→ TRY IT
Give back exactly the lines of the material below that start at the line containing "for the green" and end at the line containing "for the dirt", and no others.

──────────────────────────────

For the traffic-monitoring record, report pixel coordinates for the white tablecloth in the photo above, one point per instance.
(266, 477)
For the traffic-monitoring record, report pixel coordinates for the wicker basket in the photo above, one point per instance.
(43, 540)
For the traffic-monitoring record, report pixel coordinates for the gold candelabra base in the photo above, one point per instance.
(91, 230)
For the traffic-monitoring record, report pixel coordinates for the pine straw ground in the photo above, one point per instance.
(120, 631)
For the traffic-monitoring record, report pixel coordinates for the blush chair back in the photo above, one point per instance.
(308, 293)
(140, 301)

──────────────────────────────

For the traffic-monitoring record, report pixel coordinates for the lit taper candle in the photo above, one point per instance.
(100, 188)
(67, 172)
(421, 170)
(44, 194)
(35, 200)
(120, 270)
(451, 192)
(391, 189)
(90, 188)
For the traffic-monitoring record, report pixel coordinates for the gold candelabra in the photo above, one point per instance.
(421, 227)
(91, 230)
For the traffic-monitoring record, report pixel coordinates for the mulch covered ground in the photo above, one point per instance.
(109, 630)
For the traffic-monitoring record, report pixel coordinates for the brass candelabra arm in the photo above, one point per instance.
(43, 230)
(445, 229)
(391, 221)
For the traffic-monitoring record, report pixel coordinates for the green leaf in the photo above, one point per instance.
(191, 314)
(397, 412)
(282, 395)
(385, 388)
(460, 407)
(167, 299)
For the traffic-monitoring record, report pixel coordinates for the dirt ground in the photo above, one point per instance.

──────────────────────────────

→ OUTPUT OF THE TASK
For the traffic-monitoring record, report pixel coordinates for the green leaf in the photo above, one point per instance.
(191, 314)
(397, 412)
(282, 395)
(385, 388)
(460, 407)
(167, 299)
For the traffic-monitoring record, report pixel coordinates for the dirt ground in the photo above, one point per instance.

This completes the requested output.